_INFORMATION SUPPLIED:_
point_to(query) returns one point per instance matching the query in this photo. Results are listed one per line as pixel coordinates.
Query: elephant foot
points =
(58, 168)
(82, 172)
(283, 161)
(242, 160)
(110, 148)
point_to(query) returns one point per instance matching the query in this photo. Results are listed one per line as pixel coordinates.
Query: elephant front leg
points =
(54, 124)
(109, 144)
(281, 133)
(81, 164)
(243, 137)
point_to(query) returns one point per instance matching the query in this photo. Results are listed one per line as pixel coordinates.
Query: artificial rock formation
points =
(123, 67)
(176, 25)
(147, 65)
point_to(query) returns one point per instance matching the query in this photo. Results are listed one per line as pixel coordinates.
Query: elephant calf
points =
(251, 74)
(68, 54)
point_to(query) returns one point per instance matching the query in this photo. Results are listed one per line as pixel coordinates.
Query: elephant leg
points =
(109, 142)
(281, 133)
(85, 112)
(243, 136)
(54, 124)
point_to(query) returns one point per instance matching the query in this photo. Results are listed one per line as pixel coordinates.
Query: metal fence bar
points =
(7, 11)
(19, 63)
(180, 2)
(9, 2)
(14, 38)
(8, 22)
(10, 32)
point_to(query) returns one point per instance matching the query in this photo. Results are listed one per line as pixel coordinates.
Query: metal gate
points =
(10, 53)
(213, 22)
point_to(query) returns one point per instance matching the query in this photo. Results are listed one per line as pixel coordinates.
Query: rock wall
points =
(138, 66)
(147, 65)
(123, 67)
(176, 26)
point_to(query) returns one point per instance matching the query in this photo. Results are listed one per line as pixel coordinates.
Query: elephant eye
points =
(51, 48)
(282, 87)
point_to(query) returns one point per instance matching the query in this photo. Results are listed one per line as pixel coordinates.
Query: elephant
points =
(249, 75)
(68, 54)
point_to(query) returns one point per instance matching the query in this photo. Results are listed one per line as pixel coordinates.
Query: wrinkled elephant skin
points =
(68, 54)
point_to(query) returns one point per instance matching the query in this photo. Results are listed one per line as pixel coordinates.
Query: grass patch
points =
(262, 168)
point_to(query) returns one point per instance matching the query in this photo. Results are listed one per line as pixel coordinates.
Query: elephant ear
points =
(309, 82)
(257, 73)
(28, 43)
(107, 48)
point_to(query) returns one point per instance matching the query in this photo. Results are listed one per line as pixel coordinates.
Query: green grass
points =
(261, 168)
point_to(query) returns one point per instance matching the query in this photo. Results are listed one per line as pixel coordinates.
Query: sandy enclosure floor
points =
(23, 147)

_GOAL OF THE EXERCISE:_ Retype the whole listing above exactly.

_RESULT OF THE EXERCISE:_
point_to(query) returns one point per instance matching the query in this photo. Results are listed one per line as pixel coordinates.
Query: elephant foot
points =
(58, 168)
(82, 172)
(283, 161)
(242, 160)
(110, 148)
point_to(query) returns one point per instance matching the query in this photo. Results are listed one per line as pixel coordinates.
Query: elephant front leg
points =
(54, 124)
(109, 144)
(281, 133)
(81, 164)
(243, 137)
point_to(query) returns one point per instance matching the query in this photo. Results are listed one per line as pixel coordinates.
Query: artificial rock formation
points =
(123, 67)
(176, 25)
(147, 65)
point_to(query) returns one point per instance matching the query in this photo. Results are listed one per line as pixel coordinates.
Query: elephant calf
points =
(251, 74)
(68, 54)
point_to(query) returns one point per instance matching the query in this photo. Results are listed one per line as pixel coordinates.
Query: elephant leg
points =
(109, 142)
(281, 133)
(85, 112)
(243, 136)
(54, 124)
point_to(query) returns one point per instance matching the query in this photo. Results are listed one per line as pixel coordinates.
Query: metal fence bar
points =
(7, 11)
(19, 63)
(180, 2)
(9, 2)
(14, 38)
(8, 22)
(10, 32)
point_to(query) returns one point per instance matching the query in this photo. Results are listed one per line as pixel coordinates.
Query: metal gate
points =
(10, 53)
(213, 22)
point_to(query) returns one point per instance matching the query in this photo. Results are listed one per line as pixel coordinates.
Query: rock wall
points =
(138, 66)
(147, 65)
(123, 67)
(176, 26)
point_to(query) returns one point per instance matching the query in this photo. Results are listed one per line as pixel coordinates.
Query: elephant eye
points =
(51, 48)
(282, 87)
point_to(query) returns one point per instance matching the query in this photo. Results are listed one per line as pixel coordinates.
Query: elephant
points =
(249, 75)
(68, 54)
point_to(query) returns one point per instance matching the query in this photo. Results are listed one per line as pixel coordinates.
Query: wrinkled elephant skin
points =
(68, 54)
point_to(query) returns one point per instance matching the query in this photo. Results are listed one per line as pixel coordinates.
Query: grass patch
points =
(262, 168)
point_to(query) returns one point per instance matching the query in this photo. Results are listed one per line as pixel coordinates.
Query: elephant ear
points =
(309, 82)
(257, 73)
(28, 43)
(107, 48)
point_to(query) returns one point per instance matching the query in this photo. Results are listed one per line as pixel coordinates.
Query: green grass
points =
(261, 168)
point_to(query) returns one point per instance matching the query in this photo. Results are listed one per line as pixel coordinates.
Query: sandy enclosure floor
points =
(23, 147)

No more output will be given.